:: Given records

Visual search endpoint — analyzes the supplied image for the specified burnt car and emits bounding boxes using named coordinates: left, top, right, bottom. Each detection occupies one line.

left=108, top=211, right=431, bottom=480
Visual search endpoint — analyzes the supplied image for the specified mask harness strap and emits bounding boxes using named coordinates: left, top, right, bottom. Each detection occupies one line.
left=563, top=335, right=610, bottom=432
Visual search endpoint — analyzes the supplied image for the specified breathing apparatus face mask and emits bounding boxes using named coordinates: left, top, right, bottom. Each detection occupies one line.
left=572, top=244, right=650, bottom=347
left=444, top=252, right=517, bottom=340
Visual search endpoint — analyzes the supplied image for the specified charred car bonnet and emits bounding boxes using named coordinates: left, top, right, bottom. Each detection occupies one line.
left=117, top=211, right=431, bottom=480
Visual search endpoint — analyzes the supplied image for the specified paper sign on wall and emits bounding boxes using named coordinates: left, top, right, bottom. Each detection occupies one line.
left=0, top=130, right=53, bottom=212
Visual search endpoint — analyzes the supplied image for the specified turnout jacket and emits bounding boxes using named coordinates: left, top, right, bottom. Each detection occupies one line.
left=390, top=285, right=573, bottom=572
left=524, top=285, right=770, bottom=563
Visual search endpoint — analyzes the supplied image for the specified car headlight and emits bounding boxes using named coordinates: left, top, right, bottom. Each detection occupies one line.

::::
:: Given records

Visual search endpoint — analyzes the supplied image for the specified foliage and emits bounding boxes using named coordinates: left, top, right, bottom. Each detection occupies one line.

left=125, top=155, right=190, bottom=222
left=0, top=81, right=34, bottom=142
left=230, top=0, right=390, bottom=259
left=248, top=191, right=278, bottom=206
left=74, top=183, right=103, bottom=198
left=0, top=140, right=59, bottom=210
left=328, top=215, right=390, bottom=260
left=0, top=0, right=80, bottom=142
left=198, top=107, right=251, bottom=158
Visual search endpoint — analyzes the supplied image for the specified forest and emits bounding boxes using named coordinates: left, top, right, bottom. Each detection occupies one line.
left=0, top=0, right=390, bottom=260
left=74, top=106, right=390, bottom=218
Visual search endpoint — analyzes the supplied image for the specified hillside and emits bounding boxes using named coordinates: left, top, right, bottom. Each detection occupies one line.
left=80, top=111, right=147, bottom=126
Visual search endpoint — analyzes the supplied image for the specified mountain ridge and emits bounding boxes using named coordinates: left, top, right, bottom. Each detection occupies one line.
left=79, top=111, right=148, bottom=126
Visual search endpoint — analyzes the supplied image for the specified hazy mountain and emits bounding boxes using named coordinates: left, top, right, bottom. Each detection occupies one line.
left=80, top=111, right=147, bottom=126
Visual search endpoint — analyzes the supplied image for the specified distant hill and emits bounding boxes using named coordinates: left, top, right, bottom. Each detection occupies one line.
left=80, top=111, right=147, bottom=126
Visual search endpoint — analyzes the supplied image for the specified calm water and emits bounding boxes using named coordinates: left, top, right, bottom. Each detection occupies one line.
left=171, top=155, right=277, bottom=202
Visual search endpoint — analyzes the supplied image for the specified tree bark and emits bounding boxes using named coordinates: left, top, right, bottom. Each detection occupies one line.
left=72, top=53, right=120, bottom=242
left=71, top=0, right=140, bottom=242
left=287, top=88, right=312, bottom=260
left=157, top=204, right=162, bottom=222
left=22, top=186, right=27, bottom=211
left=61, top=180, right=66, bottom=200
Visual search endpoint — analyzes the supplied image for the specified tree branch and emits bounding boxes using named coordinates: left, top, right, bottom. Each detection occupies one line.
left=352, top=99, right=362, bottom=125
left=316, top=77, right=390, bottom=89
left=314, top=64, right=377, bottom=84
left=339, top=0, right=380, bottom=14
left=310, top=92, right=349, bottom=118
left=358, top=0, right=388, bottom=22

::::

# [Goal]
Can you rewrite the lines from the line with "the specified paper" to the line with "the specified car", swapping "supplied image" for "provided image" and leaving everything else as it is?

# [Exercise response]
Visual search endpoint — analyzes the provided image for the specified paper sign on wall and emits bounding boxes using named coordinates: left, top, right, bottom. Each detection occupies one line.
left=0, top=130, right=53, bottom=212
Visual search endpoint — analyzes the provided image for the specified turnout jacket and emits bounding boxes using named coordinates: left, top, right, bottom. Each detection occupies one line.
left=390, top=285, right=573, bottom=572
left=524, top=285, right=770, bottom=563
Visual search endpoint — analyzes the provided image for the specified car headlight and emits bounding boxes using named coordinates: left, top, right, bottom. Each detection occupies one line.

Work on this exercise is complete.